# What needs to be done
Exclude any images and output the remaining records exactly.

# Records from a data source
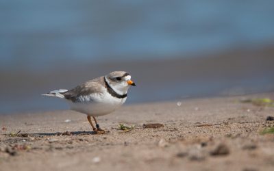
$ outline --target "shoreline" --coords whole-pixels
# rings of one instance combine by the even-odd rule
[[[274,93],[125,105],[97,120],[69,110],[0,116],[3,170],[272,170]],[[119,124],[134,125],[125,132]],[[148,129],[144,124],[164,127]],[[18,134],[16,133],[19,132]],[[13,133],[13,134],[12,134]]]

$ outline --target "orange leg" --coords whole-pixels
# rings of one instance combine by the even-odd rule
[[[93,131],[96,131],[96,128],[95,127],[95,126],[93,125],[92,122],[91,122],[91,118],[90,116],[88,116],[87,117],[88,122],[90,122],[91,127],[92,127]]]
[[[97,133],[104,133],[105,131],[100,128],[100,127],[99,126],[99,124],[97,123],[97,120],[96,120],[95,117],[92,116],[92,118],[93,118],[93,119],[94,119],[94,120],[95,122],[95,124],[96,124],[96,128],[97,128],[96,130],[97,131]]]

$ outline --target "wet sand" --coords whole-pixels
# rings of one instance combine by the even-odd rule
[[[103,135],[68,110],[2,115],[0,170],[273,170],[274,107],[239,102],[255,97],[274,93],[126,105],[99,118]]]

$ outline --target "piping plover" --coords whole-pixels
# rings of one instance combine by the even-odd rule
[[[95,132],[103,133],[104,131],[99,126],[95,117],[108,114],[125,103],[129,86],[136,86],[131,77],[127,72],[114,71],[88,81],[71,90],[60,89],[42,95],[66,99],[71,109],[88,115],[88,120]]]

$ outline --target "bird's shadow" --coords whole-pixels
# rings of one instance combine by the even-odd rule
[[[18,135],[27,136],[62,136],[62,135],[94,135],[96,134],[94,131],[66,131],[66,132],[56,132],[56,133],[24,133],[18,134]]]

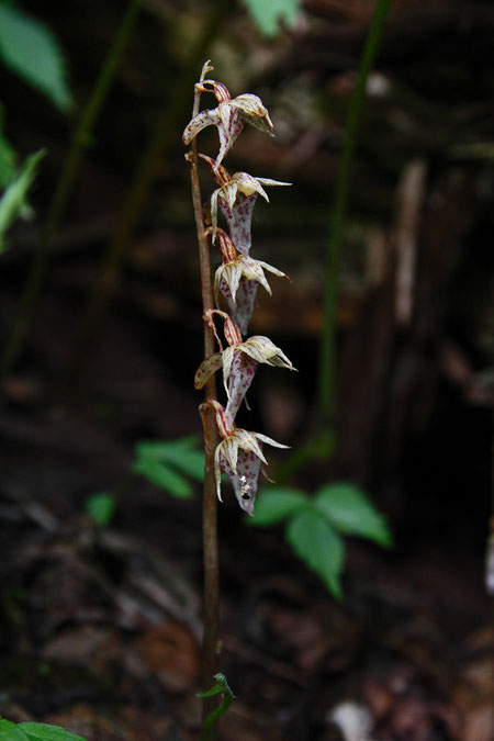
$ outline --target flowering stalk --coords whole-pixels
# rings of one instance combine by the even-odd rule
[[[202,68],[201,81],[210,71],[207,63]],[[199,111],[201,92],[195,89],[193,115]],[[202,216],[201,187],[198,171],[198,150],[195,141],[187,155],[190,164],[192,187],[192,203],[194,209],[195,227],[198,233],[199,262],[201,271],[202,305],[204,311],[213,308],[211,289],[211,268],[207,237]],[[211,326],[204,323],[204,357],[214,352],[214,334]],[[204,427],[204,486],[202,507],[202,538],[203,538],[203,569],[204,569],[204,632],[202,640],[202,683],[207,686],[210,678],[216,673],[217,638],[218,638],[218,595],[220,569],[217,552],[217,518],[216,518],[216,486],[214,478],[214,447],[217,440],[214,417],[209,411],[207,402],[215,400],[216,384],[214,377],[205,384],[205,404],[201,406],[201,416]],[[204,714],[210,710],[204,704]]]
[[[246,123],[271,134],[272,122],[267,109],[257,96],[249,93],[233,98],[227,88],[215,80],[205,79],[212,70],[210,63],[203,66],[201,78],[195,85],[192,120],[183,132],[183,143],[192,148],[186,155],[191,166],[192,200],[198,229],[201,265],[201,285],[204,321],[204,360],[199,367],[194,384],[205,389],[205,400],[200,411],[204,426],[205,476],[203,498],[204,535],[204,642],[203,682],[206,684],[215,672],[217,645],[217,540],[216,496],[221,497],[221,471],[233,485],[237,502],[244,512],[254,515],[261,465],[268,461],[262,444],[287,448],[260,433],[251,433],[236,426],[237,412],[245,400],[259,363],[294,370],[283,351],[268,337],[256,335],[243,339],[254,308],[259,285],[268,293],[271,288],[265,270],[285,277],[281,270],[250,257],[251,218],[257,195],[269,200],[262,186],[289,186],[269,178],[254,178],[247,172],[231,176],[222,161],[239,136]],[[213,93],[217,106],[199,111],[203,92]],[[197,135],[206,126],[216,126],[220,151],[215,159],[198,155]],[[198,172],[198,156],[205,160],[213,172],[218,188],[211,197],[212,226],[205,228]],[[217,225],[218,210],[225,218],[228,232]],[[214,299],[207,237],[220,249],[222,259],[214,279]],[[220,308],[226,302],[228,312]],[[226,348],[220,339],[215,318],[224,321],[223,334]],[[215,340],[220,351],[215,351]],[[226,406],[216,398],[214,374],[223,369],[223,384],[227,397]],[[212,594],[214,593],[214,594]]]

# Task answer
$ outline --target "shoreline" --coords whole-pixels
# rings of one instance combine by the even-odd rule
[[[274,93],[125,105],[97,120],[69,110],[0,116],[3,170],[272,170]],[[119,124],[134,125],[125,132]],[[148,129],[144,124],[164,127]],[[18,134],[16,133],[19,132]],[[13,133],[13,134],[12,134]]]

$ outline --target "orange leg" --coords whole-pixels
# rings of one instance combine by the even-odd rule
[[[93,131],[96,131],[96,128],[95,127],[95,126],[93,125],[92,122],[91,122],[91,118],[90,116],[88,116],[87,117],[88,122],[90,122],[91,127],[92,127]]]
[[[97,133],[104,133],[105,131],[100,128],[100,127],[99,126],[99,124],[97,123],[97,120],[96,120],[95,117],[92,116],[92,118],[93,118],[93,119],[94,119],[94,120],[95,122],[95,124],[96,124],[96,128],[97,128],[96,130],[97,131]]]

$ outline --target "wet sand" --coords whole-pixels
# rings of one instance combine by the even-odd rule
[[[103,135],[68,110],[2,115],[0,170],[273,170],[274,107],[239,102],[255,97],[274,93],[126,105],[99,118]]]

$ outline --target "piping plover" --coords whole-pixels
# rings of one instance combine by the even-odd rule
[[[95,132],[103,133],[104,131],[99,126],[95,117],[108,114],[125,103],[129,86],[136,86],[131,77],[127,72],[114,71],[88,81],[71,90],[60,89],[42,95],[66,99],[71,109],[88,115],[88,120]]]

$ outline --target "bird's shadow" --coords whole-pixels
# rings of one instance combine by the even-odd rule
[[[18,135],[27,136],[62,136],[62,135],[94,135],[96,134],[94,131],[66,131],[66,132],[56,132],[56,133],[24,133],[18,134]]]

$ outline --target flowering stalk --coords whole-pixels
# rings of one instance combine by the even-odd rule
[[[202,68],[201,81],[210,71],[207,63]],[[199,111],[201,92],[195,89],[193,115]],[[202,216],[201,187],[198,171],[198,150],[195,141],[187,155],[190,164],[192,187],[192,203],[194,209],[195,227],[198,233],[199,262],[201,271],[202,305],[204,311],[213,308],[211,289],[211,268],[207,237]],[[211,326],[204,323],[204,357],[214,352],[214,334]],[[204,427],[204,486],[202,507],[202,538],[203,538],[203,569],[204,569],[204,632],[202,640],[202,683],[207,686],[210,678],[216,673],[217,638],[218,638],[218,595],[220,569],[217,552],[217,518],[216,518],[216,486],[214,478],[214,447],[217,440],[214,417],[209,411],[207,402],[215,400],[216,384],[214,377],[205,384],[205,404],[201,406],[201,416]],[[204,714],[210,710],[204,704]]]
[[[246,123],[271,134],[272,122],[267,109],[257,96],[249,93],[233,98],[227,88],[215,80],[205,79],[212,70],[210,63],[203,66],[201,78],[195,85],[192,120],[183,132],[183,143],[192,148],[186,155],[191,166],[192,200],[198,229],[201,265],[201,285],[204,321],[204,360],[199,367],[194,384],[205,389],[205,400],[200,411],[204,426],[205,476],[203,498],[204,535],[204,642],[203,682],[206,684],[215,672],[217,645],[217,540],[216,496],[221,497],[221,471],[233,485],[237,502],[244,512],[254,515],[261,465],[268,461],[262,444],[287,448],[260,433],[251,433],[236,426],[237,412],[245,400],[259,363],[294,370],[283,351],[268,337],[256,335],[243,339],[254,308],[259,285],[268,293],[271,288],[265,270],[285,277],[281,270],[250,257],[251,218],[257,195],[269,200],[262,186],[289,186],[269,178],[254,178],[247,172],[231,176],[222,161],[239,136]],[[213,93],[217,106],[199,111],[203,92]],[[197,135],[206,126],[216,126],[220,151],[215,159],[198,155]],[[198,172],[198,156],[205,160],[213,172],[218,188],[211,197],[212,226],[205,228]],[[217,225],[218,210],[225,218],[228,232]],[[214,299],[207,237],[220,249],[222,259],[214,279]],[[220,308],[226,302],[228,312]],[[226,348],[220,339],[215,318],[224,321],[223,334]],[[215,340],[220,351],[215,351]],[[226,406],[216,398],[214,374],[223,369],[223,384],[227,397]],[[212,594],[214,593],[214,594]]]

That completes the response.